> Directive:
Show every line of the records below that contains the word "track", treating uppercase and lowercase as different.

╔══

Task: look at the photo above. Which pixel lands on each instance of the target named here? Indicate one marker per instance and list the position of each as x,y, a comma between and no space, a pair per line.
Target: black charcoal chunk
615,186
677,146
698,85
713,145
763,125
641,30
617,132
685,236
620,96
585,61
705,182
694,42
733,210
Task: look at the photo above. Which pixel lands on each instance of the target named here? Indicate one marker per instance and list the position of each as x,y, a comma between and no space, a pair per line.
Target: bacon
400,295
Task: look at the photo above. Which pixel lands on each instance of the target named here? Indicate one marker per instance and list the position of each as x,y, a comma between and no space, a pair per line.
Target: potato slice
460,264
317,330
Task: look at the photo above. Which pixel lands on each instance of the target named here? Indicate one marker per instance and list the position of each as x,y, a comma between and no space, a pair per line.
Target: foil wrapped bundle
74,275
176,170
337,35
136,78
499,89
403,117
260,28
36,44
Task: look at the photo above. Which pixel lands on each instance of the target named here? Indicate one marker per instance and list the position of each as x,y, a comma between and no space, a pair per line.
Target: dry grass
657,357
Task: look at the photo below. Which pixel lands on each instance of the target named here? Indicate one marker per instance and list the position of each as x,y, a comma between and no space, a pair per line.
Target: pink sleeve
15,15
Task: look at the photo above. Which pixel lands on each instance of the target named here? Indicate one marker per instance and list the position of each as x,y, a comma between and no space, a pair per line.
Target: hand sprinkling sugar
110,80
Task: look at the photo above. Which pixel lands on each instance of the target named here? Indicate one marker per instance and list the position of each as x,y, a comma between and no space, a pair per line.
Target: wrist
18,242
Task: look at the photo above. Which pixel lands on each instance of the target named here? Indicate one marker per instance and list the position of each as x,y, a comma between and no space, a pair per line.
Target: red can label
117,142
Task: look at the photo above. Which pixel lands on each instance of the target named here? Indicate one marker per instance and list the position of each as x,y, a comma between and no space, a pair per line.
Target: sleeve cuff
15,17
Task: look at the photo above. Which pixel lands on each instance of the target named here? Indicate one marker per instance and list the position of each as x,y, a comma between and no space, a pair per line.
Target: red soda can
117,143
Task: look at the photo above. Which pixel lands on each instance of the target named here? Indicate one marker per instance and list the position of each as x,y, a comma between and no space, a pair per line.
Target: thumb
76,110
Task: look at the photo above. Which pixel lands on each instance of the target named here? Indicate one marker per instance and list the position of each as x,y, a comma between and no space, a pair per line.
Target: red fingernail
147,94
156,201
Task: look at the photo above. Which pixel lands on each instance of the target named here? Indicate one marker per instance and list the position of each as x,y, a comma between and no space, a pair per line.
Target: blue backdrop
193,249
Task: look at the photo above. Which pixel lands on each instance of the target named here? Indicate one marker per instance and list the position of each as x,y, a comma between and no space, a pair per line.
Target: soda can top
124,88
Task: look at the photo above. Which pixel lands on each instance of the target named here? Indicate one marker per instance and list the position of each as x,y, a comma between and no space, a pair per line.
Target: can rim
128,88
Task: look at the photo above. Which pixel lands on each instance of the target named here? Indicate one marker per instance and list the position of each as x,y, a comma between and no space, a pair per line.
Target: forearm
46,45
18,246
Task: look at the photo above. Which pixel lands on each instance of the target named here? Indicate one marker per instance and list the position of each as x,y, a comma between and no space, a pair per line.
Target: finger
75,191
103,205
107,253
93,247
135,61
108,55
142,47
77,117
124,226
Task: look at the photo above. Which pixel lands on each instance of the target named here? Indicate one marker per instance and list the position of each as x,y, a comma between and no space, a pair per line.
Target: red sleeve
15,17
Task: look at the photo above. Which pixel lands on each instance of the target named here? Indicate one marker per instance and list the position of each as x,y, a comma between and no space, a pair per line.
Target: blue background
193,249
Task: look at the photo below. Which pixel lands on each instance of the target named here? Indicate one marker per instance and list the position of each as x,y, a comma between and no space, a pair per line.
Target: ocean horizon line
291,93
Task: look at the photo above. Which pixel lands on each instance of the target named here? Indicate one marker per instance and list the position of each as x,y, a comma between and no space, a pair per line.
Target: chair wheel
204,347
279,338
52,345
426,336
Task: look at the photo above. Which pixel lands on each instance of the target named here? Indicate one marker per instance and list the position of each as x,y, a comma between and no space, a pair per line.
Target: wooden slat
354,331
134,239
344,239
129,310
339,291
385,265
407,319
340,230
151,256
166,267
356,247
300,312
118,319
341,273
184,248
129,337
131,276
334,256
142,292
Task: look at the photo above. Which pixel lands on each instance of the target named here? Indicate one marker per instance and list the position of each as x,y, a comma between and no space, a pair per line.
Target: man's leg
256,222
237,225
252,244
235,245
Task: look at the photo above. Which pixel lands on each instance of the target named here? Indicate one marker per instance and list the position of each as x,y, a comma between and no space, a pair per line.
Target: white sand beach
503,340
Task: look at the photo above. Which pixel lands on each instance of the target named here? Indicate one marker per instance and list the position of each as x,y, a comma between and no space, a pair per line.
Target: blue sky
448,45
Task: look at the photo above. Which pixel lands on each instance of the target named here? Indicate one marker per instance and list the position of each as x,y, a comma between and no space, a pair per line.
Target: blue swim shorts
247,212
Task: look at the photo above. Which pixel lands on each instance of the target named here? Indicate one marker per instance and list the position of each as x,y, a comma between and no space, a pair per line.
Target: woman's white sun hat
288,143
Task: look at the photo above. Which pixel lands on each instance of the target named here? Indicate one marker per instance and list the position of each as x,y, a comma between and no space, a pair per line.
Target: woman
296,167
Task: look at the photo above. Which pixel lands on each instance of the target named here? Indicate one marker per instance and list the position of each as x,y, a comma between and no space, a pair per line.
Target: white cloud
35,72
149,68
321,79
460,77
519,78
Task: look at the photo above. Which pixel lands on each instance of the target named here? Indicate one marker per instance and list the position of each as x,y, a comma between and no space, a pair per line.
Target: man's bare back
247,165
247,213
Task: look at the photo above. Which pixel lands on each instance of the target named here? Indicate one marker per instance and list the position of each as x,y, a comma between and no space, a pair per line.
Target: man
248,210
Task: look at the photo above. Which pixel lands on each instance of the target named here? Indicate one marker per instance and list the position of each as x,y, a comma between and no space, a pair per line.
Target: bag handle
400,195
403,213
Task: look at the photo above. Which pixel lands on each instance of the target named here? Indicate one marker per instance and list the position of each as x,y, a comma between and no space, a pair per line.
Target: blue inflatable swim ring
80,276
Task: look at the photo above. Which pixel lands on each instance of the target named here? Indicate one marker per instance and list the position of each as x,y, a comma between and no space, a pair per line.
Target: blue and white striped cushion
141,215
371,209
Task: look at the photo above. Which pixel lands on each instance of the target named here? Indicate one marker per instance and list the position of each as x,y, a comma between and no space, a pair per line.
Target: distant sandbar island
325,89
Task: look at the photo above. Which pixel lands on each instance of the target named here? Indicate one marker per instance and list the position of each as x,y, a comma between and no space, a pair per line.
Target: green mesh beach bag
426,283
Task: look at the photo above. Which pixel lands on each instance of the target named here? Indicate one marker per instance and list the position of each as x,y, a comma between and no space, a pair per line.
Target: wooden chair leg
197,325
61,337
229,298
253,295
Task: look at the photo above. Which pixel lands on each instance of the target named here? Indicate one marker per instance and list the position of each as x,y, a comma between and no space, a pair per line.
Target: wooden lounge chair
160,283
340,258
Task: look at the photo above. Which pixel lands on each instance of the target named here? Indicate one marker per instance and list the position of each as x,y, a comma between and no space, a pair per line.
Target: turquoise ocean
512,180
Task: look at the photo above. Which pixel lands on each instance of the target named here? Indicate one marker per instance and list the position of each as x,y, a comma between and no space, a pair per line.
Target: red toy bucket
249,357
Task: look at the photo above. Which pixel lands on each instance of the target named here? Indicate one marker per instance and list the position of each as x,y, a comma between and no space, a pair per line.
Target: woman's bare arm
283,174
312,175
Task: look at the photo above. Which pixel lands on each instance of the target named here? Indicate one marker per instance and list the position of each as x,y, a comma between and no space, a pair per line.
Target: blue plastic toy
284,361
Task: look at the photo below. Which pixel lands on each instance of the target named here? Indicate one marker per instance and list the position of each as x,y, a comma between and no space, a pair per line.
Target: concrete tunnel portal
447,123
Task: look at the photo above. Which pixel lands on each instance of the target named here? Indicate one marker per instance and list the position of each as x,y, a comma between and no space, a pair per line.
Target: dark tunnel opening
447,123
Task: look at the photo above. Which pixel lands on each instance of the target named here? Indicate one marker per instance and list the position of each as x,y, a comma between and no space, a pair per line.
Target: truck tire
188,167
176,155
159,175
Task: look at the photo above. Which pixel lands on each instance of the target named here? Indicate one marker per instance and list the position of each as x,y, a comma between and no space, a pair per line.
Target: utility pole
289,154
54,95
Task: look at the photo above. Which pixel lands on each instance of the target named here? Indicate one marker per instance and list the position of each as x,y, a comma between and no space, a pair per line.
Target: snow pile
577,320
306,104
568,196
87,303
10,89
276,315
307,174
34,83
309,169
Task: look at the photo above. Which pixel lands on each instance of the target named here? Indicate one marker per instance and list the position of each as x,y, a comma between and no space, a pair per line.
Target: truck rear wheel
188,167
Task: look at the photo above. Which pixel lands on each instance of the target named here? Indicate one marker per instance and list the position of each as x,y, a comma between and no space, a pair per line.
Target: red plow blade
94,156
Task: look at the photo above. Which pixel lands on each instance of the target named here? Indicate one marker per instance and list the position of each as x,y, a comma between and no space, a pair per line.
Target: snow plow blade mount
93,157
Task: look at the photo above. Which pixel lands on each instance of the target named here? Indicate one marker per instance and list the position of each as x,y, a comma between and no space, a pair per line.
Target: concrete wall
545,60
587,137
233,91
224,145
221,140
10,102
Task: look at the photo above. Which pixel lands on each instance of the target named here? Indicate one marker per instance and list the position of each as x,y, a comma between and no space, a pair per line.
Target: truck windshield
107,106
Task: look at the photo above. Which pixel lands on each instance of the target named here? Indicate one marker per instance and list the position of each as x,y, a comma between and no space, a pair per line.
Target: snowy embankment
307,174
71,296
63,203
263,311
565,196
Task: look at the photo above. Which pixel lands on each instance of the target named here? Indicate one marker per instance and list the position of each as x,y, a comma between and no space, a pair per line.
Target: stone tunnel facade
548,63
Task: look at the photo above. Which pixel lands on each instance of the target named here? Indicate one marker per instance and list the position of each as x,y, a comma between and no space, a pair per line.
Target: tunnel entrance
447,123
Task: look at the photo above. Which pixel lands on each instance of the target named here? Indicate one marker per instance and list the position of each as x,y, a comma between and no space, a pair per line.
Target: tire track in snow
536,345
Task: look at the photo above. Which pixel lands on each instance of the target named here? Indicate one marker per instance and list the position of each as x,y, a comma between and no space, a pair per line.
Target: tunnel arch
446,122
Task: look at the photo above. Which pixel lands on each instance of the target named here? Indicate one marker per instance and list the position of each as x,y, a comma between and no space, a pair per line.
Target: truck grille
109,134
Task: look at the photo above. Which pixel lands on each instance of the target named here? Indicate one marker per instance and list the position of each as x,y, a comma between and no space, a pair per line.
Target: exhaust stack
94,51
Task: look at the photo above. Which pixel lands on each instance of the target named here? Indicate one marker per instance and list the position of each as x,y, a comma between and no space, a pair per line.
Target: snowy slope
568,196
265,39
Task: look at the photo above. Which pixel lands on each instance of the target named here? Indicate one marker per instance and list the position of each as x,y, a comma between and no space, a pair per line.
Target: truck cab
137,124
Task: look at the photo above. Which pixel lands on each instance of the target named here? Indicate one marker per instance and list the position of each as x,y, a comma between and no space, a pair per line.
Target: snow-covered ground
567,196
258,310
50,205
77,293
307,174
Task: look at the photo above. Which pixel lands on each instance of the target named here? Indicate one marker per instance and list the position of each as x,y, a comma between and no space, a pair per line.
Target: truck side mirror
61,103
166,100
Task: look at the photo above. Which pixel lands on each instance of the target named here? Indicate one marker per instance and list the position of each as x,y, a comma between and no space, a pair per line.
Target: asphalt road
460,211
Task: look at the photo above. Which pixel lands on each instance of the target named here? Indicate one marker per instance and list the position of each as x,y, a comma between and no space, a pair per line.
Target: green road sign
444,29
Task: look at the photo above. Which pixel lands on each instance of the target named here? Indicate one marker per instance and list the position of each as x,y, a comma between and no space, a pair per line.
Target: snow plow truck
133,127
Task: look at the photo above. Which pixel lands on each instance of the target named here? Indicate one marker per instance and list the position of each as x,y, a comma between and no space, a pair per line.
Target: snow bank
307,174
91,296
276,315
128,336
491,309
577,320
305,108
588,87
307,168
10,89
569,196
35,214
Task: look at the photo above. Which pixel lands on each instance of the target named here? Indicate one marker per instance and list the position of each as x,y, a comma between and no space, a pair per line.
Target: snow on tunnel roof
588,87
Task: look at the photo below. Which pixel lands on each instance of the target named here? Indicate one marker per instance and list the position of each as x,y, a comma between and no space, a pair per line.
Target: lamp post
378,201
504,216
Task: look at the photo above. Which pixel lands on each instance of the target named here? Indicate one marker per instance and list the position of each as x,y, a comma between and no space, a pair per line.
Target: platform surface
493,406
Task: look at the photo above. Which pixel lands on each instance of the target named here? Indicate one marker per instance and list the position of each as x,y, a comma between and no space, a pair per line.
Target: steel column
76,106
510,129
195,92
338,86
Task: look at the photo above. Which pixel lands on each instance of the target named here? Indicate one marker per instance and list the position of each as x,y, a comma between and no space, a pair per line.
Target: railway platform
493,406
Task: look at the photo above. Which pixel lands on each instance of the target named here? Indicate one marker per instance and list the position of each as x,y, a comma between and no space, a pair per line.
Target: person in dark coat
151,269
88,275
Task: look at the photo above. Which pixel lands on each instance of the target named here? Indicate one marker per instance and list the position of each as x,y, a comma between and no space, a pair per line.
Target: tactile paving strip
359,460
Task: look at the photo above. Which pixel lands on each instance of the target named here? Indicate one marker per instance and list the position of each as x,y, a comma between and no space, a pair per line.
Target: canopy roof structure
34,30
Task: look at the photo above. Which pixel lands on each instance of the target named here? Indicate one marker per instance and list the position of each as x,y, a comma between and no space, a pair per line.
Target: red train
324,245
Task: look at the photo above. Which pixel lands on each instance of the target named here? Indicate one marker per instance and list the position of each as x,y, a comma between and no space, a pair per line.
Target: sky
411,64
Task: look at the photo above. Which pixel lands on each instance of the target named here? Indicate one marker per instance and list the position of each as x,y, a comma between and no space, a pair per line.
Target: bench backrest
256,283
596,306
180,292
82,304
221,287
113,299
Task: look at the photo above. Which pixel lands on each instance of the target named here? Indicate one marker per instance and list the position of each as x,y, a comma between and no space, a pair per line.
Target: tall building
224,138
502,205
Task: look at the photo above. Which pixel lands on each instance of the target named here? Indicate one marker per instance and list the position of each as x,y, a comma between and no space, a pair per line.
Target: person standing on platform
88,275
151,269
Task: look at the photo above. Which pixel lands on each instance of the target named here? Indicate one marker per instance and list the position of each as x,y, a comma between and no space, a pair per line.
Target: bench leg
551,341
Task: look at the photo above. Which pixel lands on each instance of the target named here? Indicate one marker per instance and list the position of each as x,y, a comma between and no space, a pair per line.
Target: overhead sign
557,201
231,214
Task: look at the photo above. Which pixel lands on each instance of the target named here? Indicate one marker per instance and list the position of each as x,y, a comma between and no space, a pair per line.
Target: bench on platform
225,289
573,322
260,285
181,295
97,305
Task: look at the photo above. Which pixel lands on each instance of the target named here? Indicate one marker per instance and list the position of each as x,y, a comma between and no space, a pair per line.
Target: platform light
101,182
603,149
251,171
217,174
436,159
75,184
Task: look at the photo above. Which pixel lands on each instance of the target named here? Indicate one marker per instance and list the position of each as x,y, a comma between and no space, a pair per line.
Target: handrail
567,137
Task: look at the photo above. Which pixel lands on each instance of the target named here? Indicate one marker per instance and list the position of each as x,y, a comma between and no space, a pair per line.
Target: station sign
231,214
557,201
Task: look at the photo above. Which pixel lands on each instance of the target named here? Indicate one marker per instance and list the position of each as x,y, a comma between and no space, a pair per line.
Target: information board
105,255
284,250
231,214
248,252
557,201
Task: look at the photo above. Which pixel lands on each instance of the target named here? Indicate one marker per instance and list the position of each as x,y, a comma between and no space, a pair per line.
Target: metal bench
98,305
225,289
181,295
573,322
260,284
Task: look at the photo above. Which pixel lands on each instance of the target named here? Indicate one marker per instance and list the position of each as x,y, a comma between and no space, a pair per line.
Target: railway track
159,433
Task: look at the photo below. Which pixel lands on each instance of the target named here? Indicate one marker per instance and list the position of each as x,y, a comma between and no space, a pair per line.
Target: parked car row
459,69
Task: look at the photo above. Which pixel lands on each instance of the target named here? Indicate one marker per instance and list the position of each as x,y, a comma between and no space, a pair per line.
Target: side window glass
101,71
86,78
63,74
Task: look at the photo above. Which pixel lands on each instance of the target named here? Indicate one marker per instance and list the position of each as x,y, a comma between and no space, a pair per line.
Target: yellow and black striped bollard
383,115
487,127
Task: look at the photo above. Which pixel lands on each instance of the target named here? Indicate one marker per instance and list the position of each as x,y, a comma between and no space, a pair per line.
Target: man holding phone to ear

╚══

> Written response:
Target: tire track in snow
Target: railway track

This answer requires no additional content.